## WORK TO COMPLETE
Every entry is to be reproduced word for word, but the images are not.

## ENTRIES SHOWN

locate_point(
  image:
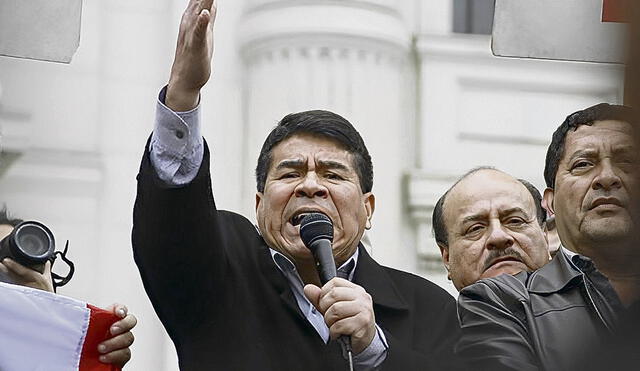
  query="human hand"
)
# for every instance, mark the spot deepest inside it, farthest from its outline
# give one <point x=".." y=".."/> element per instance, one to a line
<point x="192" y="62"/>
<point x="347" y="310"/>
<point x="116" y="349"/>
<point x="25" y="276"/>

## ANSWER SPACE
locate_point(
  image:
  query="human hand"
)
# for every instance, mark the spot deepest inside it, farthest from its outline
# give one <point x=".." y=".."/> element per instance, one to a line
<point x="192" y="62"/>
<point x="347" y="310"/>
<point x="116" y="349"/>
<point x="25" y="276"/>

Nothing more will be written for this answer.